(Saved entries)
>>>

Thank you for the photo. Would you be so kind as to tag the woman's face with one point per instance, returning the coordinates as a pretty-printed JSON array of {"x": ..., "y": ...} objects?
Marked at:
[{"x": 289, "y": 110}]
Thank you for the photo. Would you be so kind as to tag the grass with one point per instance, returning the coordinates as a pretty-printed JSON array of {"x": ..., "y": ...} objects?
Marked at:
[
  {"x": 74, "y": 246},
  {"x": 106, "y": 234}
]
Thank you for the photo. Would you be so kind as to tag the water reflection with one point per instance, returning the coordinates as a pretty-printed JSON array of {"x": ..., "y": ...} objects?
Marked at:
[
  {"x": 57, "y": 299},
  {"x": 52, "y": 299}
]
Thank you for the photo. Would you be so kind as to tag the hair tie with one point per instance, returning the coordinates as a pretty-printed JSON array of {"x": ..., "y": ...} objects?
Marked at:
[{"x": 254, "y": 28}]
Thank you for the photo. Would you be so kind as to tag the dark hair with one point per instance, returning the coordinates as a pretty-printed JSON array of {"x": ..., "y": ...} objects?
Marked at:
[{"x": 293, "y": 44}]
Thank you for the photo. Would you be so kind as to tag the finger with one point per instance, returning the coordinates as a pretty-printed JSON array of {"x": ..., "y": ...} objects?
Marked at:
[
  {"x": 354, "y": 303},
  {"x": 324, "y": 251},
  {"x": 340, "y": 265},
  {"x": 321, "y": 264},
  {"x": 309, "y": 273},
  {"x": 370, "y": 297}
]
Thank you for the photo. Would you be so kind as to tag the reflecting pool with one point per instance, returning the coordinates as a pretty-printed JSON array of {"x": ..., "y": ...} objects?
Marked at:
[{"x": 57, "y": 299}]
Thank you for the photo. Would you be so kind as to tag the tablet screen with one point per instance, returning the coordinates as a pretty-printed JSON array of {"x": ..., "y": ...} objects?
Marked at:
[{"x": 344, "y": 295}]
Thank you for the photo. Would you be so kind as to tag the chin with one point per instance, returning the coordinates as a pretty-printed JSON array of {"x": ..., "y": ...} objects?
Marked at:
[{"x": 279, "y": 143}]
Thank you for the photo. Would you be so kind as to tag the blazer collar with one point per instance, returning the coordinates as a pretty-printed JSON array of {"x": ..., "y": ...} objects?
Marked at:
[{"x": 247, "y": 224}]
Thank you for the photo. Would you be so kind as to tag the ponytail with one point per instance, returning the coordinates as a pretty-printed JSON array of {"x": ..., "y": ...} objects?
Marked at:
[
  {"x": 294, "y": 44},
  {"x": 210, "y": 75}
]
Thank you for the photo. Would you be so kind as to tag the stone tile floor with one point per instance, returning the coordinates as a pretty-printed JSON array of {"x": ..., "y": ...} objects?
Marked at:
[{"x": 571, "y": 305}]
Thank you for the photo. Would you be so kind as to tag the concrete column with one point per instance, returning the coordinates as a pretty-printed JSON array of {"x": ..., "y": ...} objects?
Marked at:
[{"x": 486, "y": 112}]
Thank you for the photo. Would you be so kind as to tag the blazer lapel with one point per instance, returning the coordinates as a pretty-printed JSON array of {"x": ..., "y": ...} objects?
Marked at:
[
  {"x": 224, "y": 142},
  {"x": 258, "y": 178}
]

<<<

Your goal.
This exercise calls for the entries to be restated exactly.

Written solution.
Thank you for the photo. Would you be so kind as to tag the woman's face with one point per instance, returning the coordinates as a pretty-printed JSON array of {"x": ..., "y": ...} objects?
Marked at:
[{"x": 289, "y": 110}]
Thank you for the photo. Would you be so kind as to tag the grass with one point per instance, returning the coordinates as a pretty-printed JSON array of {"x": ..., "y": ...} objects?
Marked at:
[
  {"x": 74, "y": 246},
  {"x": 106, "y": 234}
]
Thank you for the photo. Would you be so kind as to tag the water reflection with one point per instance, returning the coordinates as a pretty-printed JSON array of {"x": ..., "y": ...} objects?
Marked at:
[
  {"x": 57, "y": 299},
  {"x": 52, "y": 299}
]
Thank you for the photo. Would you be so kind as to tag the hair tie with one point per instance, returning the coordinates as a pretty-printed JSON array of {"x": ..., "y": ...} objects?
Marked at:
[{"x": 254, "y": 28}]
Thank you for the photo. Would you be so kind as to tag the dark hair with one point per instance, returning the coordinates as a pretty-printed JSON array of {"x": ..., "y": ...} objects?
Marked at:
[{"x": 293, "y": 44}]
Thank you for the photo. Would you be so kind as to tag the finger with one point per instance, returning the coordinates as a pretty-printed JSON array of {"x": ..., "y": ...} objects?
Marked at:
[
  {"x": 354, "y": 303},
  {"x": 324, "y": 251},
  {"x": 340, "y": 265},
  {"x": 321, "y": 264},
  {"x": 309, "y": 273},
  {"x": 370, "y": 297}
]
Thank you for the photo. Would you be so kind as to tag the reflecting pool with one point per instance, returning the coordinates as a pretty-printed JSON array of {"x": ..., "y": ...} objects?
Marked at:
[{"x": 57, "y": 299}]
Thank you for the photo. Would you be so kind as to tag the tablet screen with one point per instance, returning the coordinates as a pretty-printed JSON array of {"x": ..., "y": ...} objects?
Marked at:
[{"x": 344, "y": 295}]
Thank you for the photo. Would you be so kind as to tag the chin with one point per instance, returning the coordinates as a pretty-printed JSON array of {"x": ..., "y": ...} objects?
Marked at:
[{"x": 279, "y": 143}]
Thank you for the photo. Would you be so kind as to tag the blazer collar with one point per instance, returning the coordinates as a pretty-printed JSON array of {"x": ..., "y": ...} objects?
Marked at:
[{"x": 247, "y": 224}]
Thank you for the photo. Would you be so kind as to tag the ponytail with one point per instance, returning the coordinates as a pretty-printed JSON array of {"x": ..., "y": ...} objects?
Marked at:
[
  {"x": 294, "y": 44},
  {"x": 210, "y": 75}
]
Thank you for the photo. Would you be so kind as to tag the stone tile floor with one point per instance, returning the coordinates as a pretty-printed JSON array of {"x": ..., "y": ...} objects?
Marked at:
[{"x": 571, "y": 305}]
Thank you for the photo. Would you be so kind as to tag the concrete column with one point per instance, returning the coordinates as a pretty-printed JSON array of {"x": ..., "y": ...} objects?
Marked at:
[{"x": 486, "y": 112}]
Thank you for the photo. Would you be so kind as to tag the blazer lapel with one point per instance, returning the coordinates as a pretty-printed JSON array of {"x": ..., "y": ...} objects?
Marked at:
[
  {"x": 224, "y": 142},
  {"x": 258, "y": 178}
]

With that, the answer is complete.